Excerpts of labeled region data:
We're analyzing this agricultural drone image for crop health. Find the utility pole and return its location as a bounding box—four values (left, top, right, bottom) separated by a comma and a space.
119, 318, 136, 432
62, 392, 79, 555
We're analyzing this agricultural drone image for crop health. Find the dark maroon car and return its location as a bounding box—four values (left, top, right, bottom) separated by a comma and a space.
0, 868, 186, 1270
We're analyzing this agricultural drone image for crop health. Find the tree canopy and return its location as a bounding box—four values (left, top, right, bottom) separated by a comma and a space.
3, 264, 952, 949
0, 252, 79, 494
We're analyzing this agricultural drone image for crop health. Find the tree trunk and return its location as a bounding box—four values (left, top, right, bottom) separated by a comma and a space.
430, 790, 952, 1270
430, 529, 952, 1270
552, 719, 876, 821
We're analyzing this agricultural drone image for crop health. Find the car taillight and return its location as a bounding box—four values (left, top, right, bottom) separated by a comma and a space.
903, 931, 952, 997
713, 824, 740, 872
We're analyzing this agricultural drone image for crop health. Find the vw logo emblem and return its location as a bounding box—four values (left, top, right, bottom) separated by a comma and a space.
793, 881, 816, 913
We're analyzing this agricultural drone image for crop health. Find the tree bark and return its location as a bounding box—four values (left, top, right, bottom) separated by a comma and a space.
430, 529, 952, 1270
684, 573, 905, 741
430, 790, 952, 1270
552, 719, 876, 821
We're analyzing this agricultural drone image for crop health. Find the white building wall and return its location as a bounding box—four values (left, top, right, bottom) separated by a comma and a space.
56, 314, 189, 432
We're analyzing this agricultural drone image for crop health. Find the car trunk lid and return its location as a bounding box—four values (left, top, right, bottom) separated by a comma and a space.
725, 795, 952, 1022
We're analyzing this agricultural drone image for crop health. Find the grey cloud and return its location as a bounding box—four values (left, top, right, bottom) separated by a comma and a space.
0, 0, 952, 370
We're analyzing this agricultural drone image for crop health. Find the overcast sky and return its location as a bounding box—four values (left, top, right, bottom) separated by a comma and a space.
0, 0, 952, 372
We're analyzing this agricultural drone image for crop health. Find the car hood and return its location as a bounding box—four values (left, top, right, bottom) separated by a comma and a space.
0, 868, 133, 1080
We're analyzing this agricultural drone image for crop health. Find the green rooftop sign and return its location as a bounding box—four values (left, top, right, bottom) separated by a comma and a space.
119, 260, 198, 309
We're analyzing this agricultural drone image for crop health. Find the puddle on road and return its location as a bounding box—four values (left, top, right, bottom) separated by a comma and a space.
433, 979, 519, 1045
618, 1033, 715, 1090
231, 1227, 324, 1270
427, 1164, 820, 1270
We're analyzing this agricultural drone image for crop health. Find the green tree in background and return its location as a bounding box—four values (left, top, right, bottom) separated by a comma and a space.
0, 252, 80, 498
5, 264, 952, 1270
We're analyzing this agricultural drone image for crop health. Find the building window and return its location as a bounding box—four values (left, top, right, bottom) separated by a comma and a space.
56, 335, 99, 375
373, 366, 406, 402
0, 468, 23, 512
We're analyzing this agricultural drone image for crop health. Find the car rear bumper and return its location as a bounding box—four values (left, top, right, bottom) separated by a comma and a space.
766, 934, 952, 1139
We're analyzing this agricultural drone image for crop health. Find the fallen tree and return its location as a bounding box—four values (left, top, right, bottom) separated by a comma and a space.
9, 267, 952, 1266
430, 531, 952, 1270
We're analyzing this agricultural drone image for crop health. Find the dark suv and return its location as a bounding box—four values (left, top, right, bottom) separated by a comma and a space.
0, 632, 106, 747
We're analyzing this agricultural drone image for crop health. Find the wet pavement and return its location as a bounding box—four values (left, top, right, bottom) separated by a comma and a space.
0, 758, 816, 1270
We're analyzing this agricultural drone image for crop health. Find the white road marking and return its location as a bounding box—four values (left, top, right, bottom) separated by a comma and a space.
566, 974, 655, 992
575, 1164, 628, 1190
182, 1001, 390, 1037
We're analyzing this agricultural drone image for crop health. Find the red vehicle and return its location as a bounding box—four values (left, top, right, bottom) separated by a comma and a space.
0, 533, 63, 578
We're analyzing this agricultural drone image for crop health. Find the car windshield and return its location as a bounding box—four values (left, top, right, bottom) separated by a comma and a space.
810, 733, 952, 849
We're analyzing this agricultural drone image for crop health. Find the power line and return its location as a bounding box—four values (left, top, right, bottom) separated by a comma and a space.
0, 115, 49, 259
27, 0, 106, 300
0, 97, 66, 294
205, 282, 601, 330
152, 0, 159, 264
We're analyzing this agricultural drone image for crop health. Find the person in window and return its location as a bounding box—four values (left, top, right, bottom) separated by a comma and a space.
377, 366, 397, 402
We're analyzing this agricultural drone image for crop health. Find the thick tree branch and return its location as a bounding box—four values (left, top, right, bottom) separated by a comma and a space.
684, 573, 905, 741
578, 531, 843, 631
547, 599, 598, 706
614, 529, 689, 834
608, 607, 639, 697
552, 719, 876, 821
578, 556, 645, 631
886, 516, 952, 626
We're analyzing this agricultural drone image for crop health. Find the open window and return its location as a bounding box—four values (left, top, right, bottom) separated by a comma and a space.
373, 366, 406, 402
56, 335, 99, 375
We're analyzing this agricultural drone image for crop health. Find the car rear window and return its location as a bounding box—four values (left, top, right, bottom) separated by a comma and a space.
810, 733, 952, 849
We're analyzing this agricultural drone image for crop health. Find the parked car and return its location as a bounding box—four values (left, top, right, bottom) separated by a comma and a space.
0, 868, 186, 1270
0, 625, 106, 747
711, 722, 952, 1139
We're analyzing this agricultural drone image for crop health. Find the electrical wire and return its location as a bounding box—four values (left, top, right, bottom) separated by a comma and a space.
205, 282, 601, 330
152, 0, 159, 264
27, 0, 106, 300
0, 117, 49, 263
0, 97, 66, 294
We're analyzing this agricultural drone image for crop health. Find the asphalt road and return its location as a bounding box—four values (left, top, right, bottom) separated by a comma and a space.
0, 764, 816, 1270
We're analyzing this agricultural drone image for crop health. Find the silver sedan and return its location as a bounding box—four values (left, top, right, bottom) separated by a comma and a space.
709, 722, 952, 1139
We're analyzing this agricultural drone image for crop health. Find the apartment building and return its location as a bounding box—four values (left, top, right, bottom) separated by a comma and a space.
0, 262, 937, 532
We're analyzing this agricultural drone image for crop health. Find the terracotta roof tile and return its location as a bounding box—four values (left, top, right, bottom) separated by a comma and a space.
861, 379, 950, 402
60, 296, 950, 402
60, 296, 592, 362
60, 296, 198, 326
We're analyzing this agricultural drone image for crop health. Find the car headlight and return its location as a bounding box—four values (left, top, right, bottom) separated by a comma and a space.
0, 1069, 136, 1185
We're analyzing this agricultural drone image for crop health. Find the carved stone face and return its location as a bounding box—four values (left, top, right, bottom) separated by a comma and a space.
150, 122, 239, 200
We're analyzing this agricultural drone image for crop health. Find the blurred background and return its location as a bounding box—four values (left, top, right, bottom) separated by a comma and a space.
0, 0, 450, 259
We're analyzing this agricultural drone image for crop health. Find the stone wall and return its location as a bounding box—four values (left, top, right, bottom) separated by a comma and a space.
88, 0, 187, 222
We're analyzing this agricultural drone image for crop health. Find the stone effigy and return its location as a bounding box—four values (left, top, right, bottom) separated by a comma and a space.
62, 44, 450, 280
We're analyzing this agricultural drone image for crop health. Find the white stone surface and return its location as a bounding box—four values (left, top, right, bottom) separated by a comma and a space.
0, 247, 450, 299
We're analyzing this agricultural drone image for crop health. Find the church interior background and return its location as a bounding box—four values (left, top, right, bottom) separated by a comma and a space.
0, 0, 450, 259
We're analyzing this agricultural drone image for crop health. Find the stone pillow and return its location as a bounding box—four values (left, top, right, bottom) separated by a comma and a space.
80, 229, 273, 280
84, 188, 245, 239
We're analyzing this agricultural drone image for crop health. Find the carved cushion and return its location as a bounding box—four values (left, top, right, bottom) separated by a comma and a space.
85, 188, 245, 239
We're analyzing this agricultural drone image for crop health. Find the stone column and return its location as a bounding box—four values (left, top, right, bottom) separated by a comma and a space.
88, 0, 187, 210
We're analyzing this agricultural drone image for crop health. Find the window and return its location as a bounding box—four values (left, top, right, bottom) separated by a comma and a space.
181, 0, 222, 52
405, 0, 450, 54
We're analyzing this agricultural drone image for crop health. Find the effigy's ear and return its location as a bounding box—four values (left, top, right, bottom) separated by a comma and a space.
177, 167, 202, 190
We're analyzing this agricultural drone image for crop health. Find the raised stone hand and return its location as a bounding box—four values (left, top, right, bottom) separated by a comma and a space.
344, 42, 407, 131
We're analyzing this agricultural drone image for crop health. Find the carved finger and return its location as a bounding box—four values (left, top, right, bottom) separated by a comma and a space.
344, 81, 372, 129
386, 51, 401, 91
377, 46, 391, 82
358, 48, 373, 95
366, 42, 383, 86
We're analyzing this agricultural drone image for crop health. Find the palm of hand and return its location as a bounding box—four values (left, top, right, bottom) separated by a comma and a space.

Task details: Transcribe the records word for word, starting at the first line and continuing through the line that contains "725, 795, 952, 1022", with that line included.

Reply:
We're analyzing this agricultural drone image for crop health. Find the utility pole and return its location as a bounding box—four values (left, top, right, bottom) separated by a comma and a space.
119, 318, 136, 432
62, 392, 79, 555
We're analyzing this agricultural drone image for crop health. Find the dark maroon car and return its location as a bounding box—four values (left, top, right, bottom) separated by a comma and a space.
0, 868, 186, 1270
We're analyzing this agricultural drone image for crop health. Find the tree canopy and return its location as a bounding box—four values (left, top, right, bottom) separated by a comma and a space.
3, 264, 952, 949
0, 252, 79, 494
We're analyzing this agricultural drone image for crop health. Find the tree trunk and return its location as a bounding box—four values (left, top, right, bottom) separated by a comma and a space.
430, 790, 952, 1270
430, 529, 952, 1270
552, 719, 876, 821
We're analyzing this agricultural drone image for crop health. Find the car taillight and return its location as a bounding box—four values (left, top, right, bottom) separated by a comma and a space.
903, 931, 952, 997
713, 824, 740, 872
We're analyzing this agricultural drone image for crop health. Find the vw logo emblem and return its location as a bounding box—four values (left, top, right, bottom) separated by a comma and a space.
793, 881, 816, 913
We're analyzing this agricultural drone image for crop health. Find the tree bark and return its location as a bounding box—four values (left, top, right, bottom) separated by a comma and a space.
430, 529, 952, 1270
684, 573, 905, 741
430, 790, 952, 1270
552, 719, 876, 821
We're analyzing this agricultural drone image for crop health. Find the white building wall and return its location as a bounding box—four values (left, top, right, bottom) separated by a comma and a space.
56, 314, 189, 432
We're analyzing this agricultural drone image for crop health. Find the car trunk lid and return its location as a bounding box—four values (left, top, right, bottom) separated by a comma and a space.
725, 795, 952, 1022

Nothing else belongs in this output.